STATED EXERCISE.
Pick out each line of the listing that contains the word "grass" and copy it.

** start EXERCISE DATA **

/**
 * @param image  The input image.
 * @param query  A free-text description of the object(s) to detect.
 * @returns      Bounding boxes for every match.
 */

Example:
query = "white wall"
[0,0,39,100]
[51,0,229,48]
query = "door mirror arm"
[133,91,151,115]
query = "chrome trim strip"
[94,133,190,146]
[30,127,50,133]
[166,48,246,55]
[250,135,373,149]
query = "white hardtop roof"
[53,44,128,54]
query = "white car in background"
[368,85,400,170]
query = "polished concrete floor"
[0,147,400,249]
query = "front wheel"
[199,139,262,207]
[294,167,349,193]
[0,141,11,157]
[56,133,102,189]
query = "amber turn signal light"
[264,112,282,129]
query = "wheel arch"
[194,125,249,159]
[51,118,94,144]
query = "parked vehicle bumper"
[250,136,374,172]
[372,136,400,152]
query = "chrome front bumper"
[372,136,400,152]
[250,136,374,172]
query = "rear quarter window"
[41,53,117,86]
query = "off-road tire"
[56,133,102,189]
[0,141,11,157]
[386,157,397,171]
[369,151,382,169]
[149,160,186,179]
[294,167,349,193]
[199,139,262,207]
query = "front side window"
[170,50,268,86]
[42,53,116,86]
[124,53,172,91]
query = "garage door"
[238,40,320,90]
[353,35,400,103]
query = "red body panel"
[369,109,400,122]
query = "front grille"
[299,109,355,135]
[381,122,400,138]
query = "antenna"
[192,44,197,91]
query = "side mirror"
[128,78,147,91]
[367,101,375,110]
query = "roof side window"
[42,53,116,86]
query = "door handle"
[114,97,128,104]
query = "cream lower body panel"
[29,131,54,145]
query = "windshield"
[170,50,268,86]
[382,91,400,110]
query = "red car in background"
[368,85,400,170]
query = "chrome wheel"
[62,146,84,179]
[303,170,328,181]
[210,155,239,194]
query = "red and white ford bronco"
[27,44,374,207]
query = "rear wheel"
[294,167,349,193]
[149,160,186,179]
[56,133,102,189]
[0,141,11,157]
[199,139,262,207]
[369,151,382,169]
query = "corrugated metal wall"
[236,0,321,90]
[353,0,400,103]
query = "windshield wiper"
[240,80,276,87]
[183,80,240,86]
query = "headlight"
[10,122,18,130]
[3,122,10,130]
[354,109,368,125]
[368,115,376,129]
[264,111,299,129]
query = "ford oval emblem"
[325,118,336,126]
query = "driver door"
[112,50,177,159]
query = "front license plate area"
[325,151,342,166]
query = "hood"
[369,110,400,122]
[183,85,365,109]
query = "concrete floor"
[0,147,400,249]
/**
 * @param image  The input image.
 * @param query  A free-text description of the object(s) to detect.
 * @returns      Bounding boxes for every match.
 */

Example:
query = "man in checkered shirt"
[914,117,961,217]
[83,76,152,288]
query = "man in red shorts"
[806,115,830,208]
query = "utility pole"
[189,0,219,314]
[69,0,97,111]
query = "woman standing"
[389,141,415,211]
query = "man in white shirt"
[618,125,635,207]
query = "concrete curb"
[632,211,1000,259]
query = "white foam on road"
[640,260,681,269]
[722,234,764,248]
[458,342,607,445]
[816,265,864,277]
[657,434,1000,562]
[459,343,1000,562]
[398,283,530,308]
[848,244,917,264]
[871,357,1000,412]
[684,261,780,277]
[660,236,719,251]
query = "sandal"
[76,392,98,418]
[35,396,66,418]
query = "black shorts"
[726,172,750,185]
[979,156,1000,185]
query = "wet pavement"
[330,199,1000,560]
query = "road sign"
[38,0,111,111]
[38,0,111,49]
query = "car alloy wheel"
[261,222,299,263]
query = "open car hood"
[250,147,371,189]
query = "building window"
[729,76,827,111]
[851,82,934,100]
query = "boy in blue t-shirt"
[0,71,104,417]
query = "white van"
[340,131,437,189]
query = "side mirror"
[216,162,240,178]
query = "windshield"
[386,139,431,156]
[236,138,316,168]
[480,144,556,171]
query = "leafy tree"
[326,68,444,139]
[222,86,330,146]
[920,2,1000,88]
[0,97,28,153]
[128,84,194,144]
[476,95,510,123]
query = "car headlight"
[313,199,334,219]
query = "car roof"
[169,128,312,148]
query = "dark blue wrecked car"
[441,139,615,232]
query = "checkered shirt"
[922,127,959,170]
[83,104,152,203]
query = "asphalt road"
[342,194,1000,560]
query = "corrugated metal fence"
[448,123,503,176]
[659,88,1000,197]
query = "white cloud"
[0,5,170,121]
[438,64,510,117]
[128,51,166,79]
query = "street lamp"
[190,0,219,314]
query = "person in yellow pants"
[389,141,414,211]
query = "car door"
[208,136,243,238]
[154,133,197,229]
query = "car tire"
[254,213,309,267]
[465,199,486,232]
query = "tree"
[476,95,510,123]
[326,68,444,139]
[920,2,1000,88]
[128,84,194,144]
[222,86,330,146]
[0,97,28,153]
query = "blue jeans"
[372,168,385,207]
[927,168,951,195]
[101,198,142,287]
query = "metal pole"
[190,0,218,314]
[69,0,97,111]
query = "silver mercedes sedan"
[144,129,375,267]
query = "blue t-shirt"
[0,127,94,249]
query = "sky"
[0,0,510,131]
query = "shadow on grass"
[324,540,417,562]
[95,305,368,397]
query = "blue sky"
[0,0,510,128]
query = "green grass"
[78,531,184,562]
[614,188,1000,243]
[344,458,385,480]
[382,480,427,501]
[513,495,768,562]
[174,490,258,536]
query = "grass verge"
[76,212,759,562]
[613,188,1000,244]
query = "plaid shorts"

** end EXERCISE DATA **

SOLUTION.
query = "shadow on grass"
query = "green grass"
query = "grass verge"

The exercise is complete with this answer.